__Work to be completed__. Write out only the tail of the records, beginning at the line containing "Automatic pre-labeling failed for pelican." and including the last line, exactly as written.

__Rows__.

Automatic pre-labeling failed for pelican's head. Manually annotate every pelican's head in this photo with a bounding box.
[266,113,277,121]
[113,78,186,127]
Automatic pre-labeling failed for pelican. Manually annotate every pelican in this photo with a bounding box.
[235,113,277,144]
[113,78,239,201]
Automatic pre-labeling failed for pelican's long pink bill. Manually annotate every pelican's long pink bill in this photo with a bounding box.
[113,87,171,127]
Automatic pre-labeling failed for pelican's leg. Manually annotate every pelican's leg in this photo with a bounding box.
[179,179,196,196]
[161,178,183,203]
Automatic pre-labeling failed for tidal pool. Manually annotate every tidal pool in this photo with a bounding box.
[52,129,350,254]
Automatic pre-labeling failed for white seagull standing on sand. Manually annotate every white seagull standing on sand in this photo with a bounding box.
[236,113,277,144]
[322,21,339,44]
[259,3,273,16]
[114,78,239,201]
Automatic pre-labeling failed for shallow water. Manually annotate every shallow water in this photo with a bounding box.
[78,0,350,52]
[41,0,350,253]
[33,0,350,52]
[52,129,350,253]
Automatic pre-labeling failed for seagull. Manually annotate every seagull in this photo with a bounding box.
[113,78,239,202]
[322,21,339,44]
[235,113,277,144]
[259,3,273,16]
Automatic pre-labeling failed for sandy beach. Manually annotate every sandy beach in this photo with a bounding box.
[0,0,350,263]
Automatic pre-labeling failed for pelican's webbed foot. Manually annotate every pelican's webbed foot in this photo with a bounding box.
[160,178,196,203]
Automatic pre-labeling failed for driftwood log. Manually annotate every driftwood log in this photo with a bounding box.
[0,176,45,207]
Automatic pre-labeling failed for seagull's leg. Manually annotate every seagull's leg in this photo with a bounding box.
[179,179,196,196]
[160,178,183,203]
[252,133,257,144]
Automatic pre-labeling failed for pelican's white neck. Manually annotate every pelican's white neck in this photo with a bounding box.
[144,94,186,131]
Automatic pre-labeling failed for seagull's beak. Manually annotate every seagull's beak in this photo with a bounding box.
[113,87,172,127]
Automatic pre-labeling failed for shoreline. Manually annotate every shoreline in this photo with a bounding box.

__Problem solution__.
Automatic pre-labeling failed for pelican. Manually annotate every pelican in this photo with a bounding box.
[235,113,277,144]
[113,78,239,201]
Automatic pre-labeling failed for pelican's long pink bill. Manually annotate every pelican's long pink bill in this photo with a bounding box.
[113,87,171,127]
Automatic pre-labeling failed for pelican's leg. Manually annotate every pelican's leg in this photo with a bounding box.
[179,179,196,196]
[161,178,183,203]
Automatic pre-labeling failed for tidal pool. Manually annotate every tidal pool in this photo with a bounding box.
[52,129,350,254]
Automatic pre-labeling failed for white seagull standing on sand. Manually annotate every white seagull standing on sand in this photo with a bounding box.
[236,113,277,144]
[322,21,339,44]
[259,3,273,16]
[114,78,239,201]
Automatic pre-labeling failed for shallow water. Manually annotate every shallow water in this photo with a bounding box.
[78,0,350,52]
[41,0,350,253]
[33,0,350,52]
[52,129,350,253]
Automatic pre-labeling failed for seagull. Manually annotate every seagull in this photo with a bounding box.
[113,78,239,202]
[322,21,339,44]
[235,113,277,144]
[259,3,273,16]
Automatic pre-labeling failed for sandy beach. Manually annotate every sandy beach in this photo with a bounding box.
[0,0,350,263]
Automatic pre-labeling failed for pelican's webbed foot. Manually annotate every pelican's webbed foot in this photo with a bounding box.
[160,178,196,203]
Automatic pre-labeling failed for driftwood log. Manually annotate every driftwood log in this photo with a bounding box.
[0,176,45,207]
Automatic pre-labeling failed for seagull's leg. Manually annotate every seagull's leg in this photo with a bounding box.
[179,179,196,196]
[160,178,183,203]
[252,133,257,144]
Automatic pre-labeling failed for pelican's white neck. Manually annotate every pelican's white neck in this photo with a bounding box.
[144,94,186,131]
Automatic pre-labeling failed for seagull's beak. Manually annotate every seagull's beak in this photo with a bounding box.
[113,87,172,127]
Automatic pre-labeling failed for shoreline. Manually annotate every shoreline in this photo with a bounding box.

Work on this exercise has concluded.